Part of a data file
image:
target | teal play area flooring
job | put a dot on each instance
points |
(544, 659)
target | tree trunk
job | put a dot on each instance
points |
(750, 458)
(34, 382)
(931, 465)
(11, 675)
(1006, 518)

• [Aim of the task] Substitute "mark every occurrence with a dot" for "put a dot on each instance" throughout the listing above, and reproduce every line with nothing else altered.

• [Solution to the exercise]
image:
target | teal play area flooring
job | mark every occurrence with a dot
points |
(544, 659)
target | tree trunk
job | mark every occurrence with a dot
points |
(750, 458)
(34, 382)
(931, 465)
(11, 675)
(1006, 518)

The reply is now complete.